(Work instructions):
1/ Translate the sentence "In the public sector, the stakes have shifted." from the article on system downtime into French.
2/ According to the article on system downtime, on what date does Human Rights Day fall?
3/ Write out everything from "Moving from data" down to "loss of access." in the article on system downtime.

(Exercise text):
= = = = =
Connect with us
Image by Google Gemini, based on a prompt by Gadget.

People 'n' Issues

‘System is down’ is a human rights issue

Continuous service delivery should be part of the Human Rights Day discussion, writes DOROS HADJIZENONOS, Fortinet regional director for Southern Africa.

The phrase “the system is offline” has become a weary staple of South African life, often met with a shrug of resignation at too many institutions. Yet, as our national infrastructure and essential services migrate almost entirely into the digital realm, this phrase carries a weight that goes quite a bit beyond just being inconvenient. When government and essential services digitise, system availability becomes a very big determinant of whether citizens can exercise their constitutional rights.

As we approach Human Rights Day on 21 March, it is necessary to reframe our understanding of cybersecurity. In the public sector, the stakes have shifted. We have moved on from just protecting data or preventing the theft of identity records; we are defending the digital bridge that connects the citizen to the state.

Moving from data protection to service availability

Historically, the cybersecurity conversation has been dominated by privacy and data breaches. While these remain critical, they represent a too narrow view of the threat landscape. For a public hospital, a municipality, or a social grant portal, the most immediate danger is the loss of access.

distributed denial-of-service (DDoS) attack that takes a provincial health portal offline does not need to exfiltrate a single byte of data to be catastrophic. Similarly, a ransomware event that locks a municipality out of its billing or maintenance systems acts as a digital blockade. These attacks effectively deny citizens the right to healthcare, water, and social security. When the digital infrastructure of a nation is compromised, the “system is offline” reality translates into delayed medical care, stalled applications, and longer queues for those who can least afford to wait.
= = = = =
(Records from a collection)
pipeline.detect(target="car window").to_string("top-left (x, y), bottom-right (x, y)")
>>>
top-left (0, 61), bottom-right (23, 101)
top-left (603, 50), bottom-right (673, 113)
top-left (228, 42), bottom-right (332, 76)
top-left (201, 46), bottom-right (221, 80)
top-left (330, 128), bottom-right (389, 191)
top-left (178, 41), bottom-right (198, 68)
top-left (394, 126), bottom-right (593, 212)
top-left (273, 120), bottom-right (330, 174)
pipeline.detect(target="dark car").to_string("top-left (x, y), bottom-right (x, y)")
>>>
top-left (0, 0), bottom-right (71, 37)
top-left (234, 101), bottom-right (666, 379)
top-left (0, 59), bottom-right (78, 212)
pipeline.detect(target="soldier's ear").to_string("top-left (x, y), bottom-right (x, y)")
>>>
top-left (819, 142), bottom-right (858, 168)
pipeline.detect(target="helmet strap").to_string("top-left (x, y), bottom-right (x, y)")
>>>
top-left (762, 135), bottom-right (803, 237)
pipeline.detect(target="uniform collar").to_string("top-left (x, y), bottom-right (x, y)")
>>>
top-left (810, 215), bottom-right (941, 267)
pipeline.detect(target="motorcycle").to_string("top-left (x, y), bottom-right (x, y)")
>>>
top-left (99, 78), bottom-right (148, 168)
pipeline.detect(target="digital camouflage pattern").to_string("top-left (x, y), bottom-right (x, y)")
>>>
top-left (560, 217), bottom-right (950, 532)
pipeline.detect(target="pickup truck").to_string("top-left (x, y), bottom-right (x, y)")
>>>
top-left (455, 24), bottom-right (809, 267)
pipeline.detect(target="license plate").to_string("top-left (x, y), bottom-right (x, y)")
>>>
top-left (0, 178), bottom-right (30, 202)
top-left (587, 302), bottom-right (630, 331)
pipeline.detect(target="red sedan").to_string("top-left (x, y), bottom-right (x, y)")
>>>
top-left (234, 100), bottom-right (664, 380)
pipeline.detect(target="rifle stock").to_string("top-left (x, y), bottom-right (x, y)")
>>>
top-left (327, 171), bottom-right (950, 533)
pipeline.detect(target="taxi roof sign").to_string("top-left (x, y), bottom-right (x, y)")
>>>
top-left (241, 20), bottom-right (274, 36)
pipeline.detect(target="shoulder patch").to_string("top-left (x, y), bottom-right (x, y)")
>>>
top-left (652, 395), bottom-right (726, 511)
= = = = =
(Results by task):
1/ Dans le secteur public, les enjeux ont changé.

2/ 21 March.

3/
Moving from data protection to service availability

Historically, the cybersecurity conversation has been dominated by privacy and data breaches. While these remain critical, they represent a too narrow view of the threat landscape. For a public hospital, a municipality, or a social grant portal, the most immediate danger is the loss of access.